» SOURCE RECORDS
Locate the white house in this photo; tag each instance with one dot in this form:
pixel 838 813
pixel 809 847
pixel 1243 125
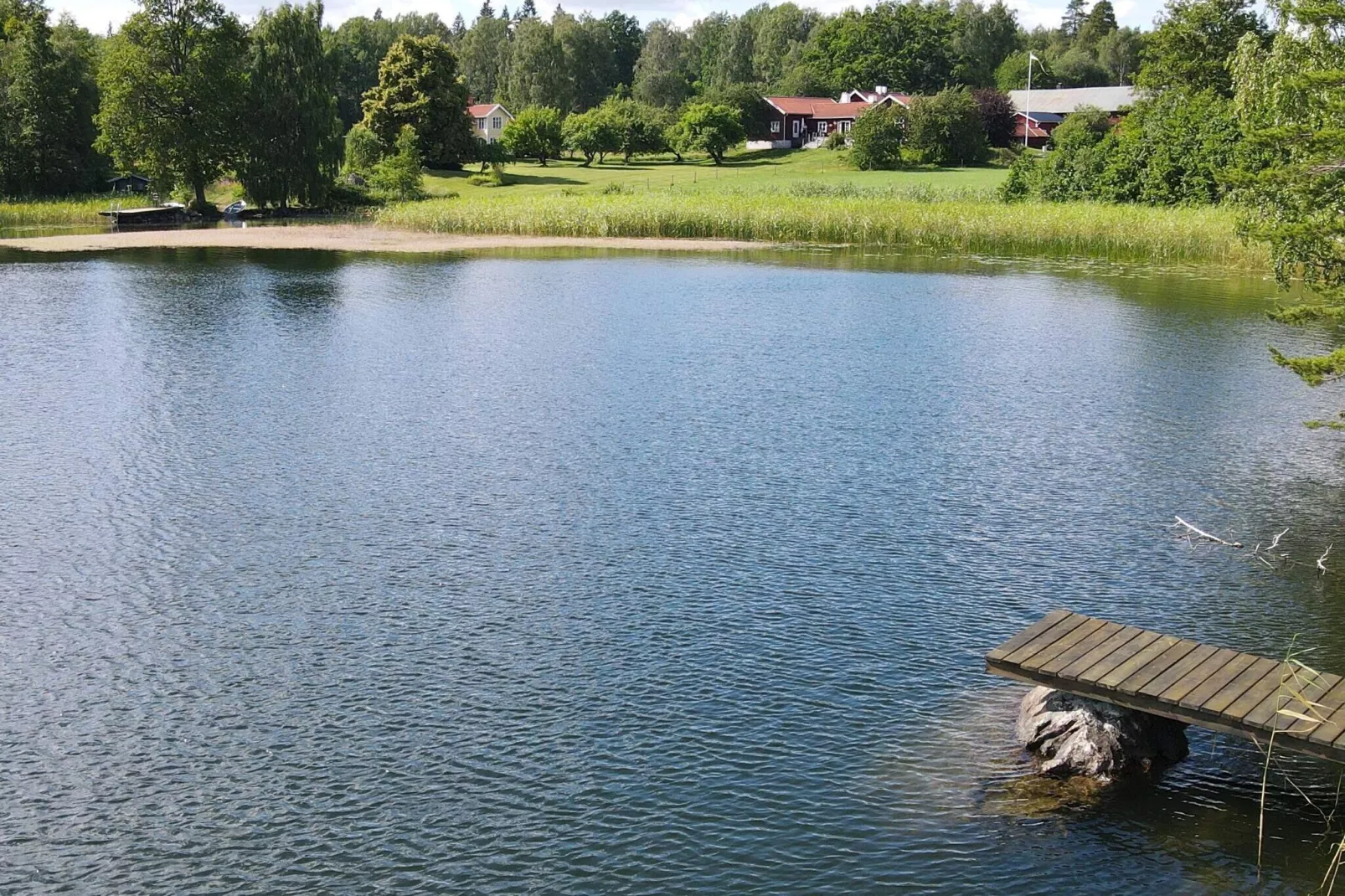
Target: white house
pixel 488 120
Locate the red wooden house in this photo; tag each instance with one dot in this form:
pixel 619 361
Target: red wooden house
pixel 803 121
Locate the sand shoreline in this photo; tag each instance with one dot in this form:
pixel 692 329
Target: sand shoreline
pixel 353 239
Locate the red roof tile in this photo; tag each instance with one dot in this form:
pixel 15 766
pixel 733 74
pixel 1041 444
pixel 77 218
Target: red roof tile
pixel 801 106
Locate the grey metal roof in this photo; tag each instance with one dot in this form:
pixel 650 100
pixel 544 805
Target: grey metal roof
pixel 1065 100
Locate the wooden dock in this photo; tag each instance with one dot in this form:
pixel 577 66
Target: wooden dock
pixel 1191 682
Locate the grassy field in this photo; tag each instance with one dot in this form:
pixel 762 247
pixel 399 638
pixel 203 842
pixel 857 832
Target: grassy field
pixel 812 197
pixel 801 197
pixel 66 210
pixel 744 173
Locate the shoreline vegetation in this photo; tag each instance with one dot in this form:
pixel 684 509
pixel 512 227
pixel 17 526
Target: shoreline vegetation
pixel 801 198
pixel 1123 233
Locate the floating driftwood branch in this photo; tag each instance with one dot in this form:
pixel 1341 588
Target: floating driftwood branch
pixel 1201 533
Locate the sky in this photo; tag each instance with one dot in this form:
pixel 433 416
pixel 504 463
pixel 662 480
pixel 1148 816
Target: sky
pixel 97 15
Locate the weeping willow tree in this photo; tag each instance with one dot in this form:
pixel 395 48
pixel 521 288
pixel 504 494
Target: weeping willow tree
pixel 1290 99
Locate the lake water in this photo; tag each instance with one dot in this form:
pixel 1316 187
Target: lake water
pixel 627 574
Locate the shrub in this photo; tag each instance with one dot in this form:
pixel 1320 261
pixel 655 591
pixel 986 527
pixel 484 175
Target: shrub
pixel 706 128
pixel 592 133
pixel 639 126
pixel 363 150
pixel 946 130
pixel 997 116
pixel 534 133
pixel 877 136
pixel 399 177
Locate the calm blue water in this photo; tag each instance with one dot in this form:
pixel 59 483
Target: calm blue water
pixel 624 574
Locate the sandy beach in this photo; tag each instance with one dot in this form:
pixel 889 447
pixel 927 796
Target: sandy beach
pixel 353 239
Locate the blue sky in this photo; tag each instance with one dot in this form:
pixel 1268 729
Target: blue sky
pixel 97 15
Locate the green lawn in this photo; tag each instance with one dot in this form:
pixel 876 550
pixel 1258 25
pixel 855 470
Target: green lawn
pixel 748 171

» WORK INSTRUCTIONS
Reproduce all of the entries above line for line, without any changes, and omit the pictures.

» RESULT BELOW
Locate the white house in this photo; tag each instance with one dot in this form:
pixel 838 813
pixel 809 847
pixel 1243 125
Target: white house
pixel 488 120
Locate the red wooden house in this photo; tag each instance with one dot in this form:
pixel 619 361
Target: red wooden house
pixel 803 121
Locate the sand shoreline in this photo; tag each instance with one dot in this form:
pixel 692 329
Target: sand shoreline
pixel 353 239
Locate the red roof tile in this photo; tag each instance with one dot in this form:
pixel 15 766
pixel 733 74
pixel 1041 444
pixel 77 218
Target: red roof tile
pixel 801 106
Locate the grey metal roof in this photo; tag each instance with one dot in this form:
pixel 650 100
pixel 544 805
Target: grey metal roof
pixel 1065 100
Locate the wooden dock in this photo; tag each instance with one dot in this form:
pixel 577 66
Target: wooden dock
pixel 1191 682
Locate the grassy field in this photo; tag each instance with one dot in this form:
pixel 762 247
pixel 399 638
pixel 203 842
pixel 857 832
Target: grassy field
pixel 812 197
pixel 801 197
pixel 66 210
pixel 744 173
Locate the shoreline vegetation in this photo; tag each instance with one dot in this form:
pixel 684 509
pixel 512 227
pixel 17 526
Target: shoreline vegetation
pixel 801 198
pixel 1123 233
Locate the floating driftwood branch in this photo; tag each instance with one dot in this form:
pixel 1341 588
Target: floating driftwood branch
pixel 1201 533
Locate the sky in this photo; tag each instance with one dot in this form:
pixel 433 416
pixel 504 463
pixel 662 480
pixel 1148 816
Target: sky
pixel 97 15
Locate the weeping willow tree in this photo; tag each instance with one dot in this form:
pixel 395 48
pixel 521 288
pixel 504 494
Target: weeping willow tree
pixel 1290 99
Locate the lake water in this photo; tag each instance with one dot in this form:
pixel 1316 187
Target: lake water
pixel 627 574
Locate the shrub in this photo; tag each instance with one dot in this form:
pixel 1320 261
pixel 655 591
pixel 986 527
pixel 484 175
Target: shrub
pixel 706 128
pixel 592 133
pixel 639 126
pixel 363 150
pixel 946 130
pixel 997 116
pixel 534 133
pixel 877 136
pixel 399 177
Locate the calm blue water in this photo; tag each instance with one dot in this form:
pixel 59 483
Target: calm blue water
pixel 624 574
Locate the sandy beach in this photo; tag each instance with one dot in this form:
pixel 889 447
pixel 927 796
Target: sandy beach
pixel 353 239
Locate the blue sky in this photo; tag each instance with one dot in this form:
pixel 1268 729
Target: blue sky
pixel 97 15
Locate the green lawn in this photo; tag each instance with one dot in this form:
pixel 876 550
pixel 1258 25
pixel 855 470
Target: green lawn
pixel 748 171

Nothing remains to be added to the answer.